**AUFGABENSTELLUNG**
Filtern Sie aus dem nachfolgenden Material jede Zeile heraus, in der das Wort „sign“ vorkommt, und geben Sie diese Zeilen unverändert wieder.

**GESPEICHERTE DATEN**
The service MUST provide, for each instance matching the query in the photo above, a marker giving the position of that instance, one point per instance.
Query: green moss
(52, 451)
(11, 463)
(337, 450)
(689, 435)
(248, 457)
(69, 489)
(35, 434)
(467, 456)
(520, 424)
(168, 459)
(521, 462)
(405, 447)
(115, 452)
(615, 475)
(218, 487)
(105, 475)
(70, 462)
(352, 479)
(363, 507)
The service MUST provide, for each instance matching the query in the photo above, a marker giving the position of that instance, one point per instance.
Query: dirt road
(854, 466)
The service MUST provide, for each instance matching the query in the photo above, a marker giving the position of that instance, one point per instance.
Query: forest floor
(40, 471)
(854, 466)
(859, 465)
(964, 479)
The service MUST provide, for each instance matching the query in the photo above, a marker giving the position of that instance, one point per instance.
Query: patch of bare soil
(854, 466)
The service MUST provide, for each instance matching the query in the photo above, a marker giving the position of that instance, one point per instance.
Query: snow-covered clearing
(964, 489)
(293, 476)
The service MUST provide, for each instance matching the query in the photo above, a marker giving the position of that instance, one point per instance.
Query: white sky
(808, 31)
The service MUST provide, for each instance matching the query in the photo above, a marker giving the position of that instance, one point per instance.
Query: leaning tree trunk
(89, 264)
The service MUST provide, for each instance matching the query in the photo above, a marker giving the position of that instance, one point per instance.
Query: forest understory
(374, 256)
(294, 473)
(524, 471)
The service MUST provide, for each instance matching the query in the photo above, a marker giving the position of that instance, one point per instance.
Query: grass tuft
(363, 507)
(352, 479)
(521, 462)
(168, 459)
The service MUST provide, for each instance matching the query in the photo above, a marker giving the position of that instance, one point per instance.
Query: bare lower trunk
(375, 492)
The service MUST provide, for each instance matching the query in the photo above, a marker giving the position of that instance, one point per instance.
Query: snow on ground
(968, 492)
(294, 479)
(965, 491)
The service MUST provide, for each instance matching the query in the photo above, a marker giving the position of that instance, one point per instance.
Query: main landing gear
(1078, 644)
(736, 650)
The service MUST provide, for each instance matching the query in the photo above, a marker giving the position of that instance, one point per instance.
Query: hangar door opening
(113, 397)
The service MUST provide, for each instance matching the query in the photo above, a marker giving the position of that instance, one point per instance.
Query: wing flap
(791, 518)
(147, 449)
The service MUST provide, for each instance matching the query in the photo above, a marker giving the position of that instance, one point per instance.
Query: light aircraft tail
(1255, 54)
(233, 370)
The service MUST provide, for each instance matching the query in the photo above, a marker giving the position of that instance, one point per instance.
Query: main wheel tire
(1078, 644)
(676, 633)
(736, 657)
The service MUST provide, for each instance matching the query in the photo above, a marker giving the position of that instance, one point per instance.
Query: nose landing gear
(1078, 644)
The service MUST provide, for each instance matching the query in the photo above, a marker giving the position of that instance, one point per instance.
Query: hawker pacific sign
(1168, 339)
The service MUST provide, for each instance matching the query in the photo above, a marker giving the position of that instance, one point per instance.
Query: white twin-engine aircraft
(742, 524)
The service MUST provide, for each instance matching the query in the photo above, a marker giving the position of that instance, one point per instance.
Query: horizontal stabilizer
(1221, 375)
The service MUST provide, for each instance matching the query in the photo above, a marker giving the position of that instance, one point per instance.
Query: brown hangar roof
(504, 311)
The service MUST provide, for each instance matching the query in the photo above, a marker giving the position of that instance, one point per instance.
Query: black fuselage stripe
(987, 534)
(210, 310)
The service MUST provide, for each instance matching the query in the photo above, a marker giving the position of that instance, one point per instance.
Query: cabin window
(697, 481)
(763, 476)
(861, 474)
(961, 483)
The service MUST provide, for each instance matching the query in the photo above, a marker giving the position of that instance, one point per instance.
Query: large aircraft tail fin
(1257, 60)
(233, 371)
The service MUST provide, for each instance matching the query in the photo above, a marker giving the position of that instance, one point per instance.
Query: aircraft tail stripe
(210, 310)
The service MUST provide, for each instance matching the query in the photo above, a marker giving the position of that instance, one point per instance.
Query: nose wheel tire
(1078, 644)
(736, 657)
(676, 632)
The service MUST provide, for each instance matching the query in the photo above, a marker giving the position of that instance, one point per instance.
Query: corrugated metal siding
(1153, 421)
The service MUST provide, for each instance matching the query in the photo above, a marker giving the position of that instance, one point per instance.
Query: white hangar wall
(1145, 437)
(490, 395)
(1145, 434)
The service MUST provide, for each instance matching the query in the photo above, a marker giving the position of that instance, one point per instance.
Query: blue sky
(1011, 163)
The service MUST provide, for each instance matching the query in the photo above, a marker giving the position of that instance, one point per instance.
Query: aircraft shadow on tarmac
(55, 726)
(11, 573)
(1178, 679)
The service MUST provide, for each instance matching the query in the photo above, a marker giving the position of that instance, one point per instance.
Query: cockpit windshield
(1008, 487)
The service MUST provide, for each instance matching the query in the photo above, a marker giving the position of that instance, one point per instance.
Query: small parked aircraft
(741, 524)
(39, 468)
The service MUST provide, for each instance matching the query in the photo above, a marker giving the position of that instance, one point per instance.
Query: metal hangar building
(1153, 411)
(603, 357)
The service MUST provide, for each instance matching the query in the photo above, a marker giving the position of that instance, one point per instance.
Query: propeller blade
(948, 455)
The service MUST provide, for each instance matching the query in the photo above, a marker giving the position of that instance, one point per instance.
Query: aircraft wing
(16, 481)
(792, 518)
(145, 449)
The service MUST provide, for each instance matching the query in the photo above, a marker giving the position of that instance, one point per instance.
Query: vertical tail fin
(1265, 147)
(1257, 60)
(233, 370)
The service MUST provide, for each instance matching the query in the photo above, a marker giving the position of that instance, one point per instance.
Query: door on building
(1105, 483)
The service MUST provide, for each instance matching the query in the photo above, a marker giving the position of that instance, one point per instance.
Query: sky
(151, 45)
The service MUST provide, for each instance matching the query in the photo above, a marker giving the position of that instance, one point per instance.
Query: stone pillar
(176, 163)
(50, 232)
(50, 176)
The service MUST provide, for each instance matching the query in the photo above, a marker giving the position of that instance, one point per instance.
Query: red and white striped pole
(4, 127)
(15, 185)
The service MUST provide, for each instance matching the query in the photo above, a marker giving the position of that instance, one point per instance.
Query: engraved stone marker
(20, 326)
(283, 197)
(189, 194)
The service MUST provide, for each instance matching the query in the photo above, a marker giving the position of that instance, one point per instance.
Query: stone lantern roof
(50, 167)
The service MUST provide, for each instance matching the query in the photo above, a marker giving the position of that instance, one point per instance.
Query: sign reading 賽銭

**LÖSUNG**
Query: hawker pacific sign
Query: sign reading 賽銭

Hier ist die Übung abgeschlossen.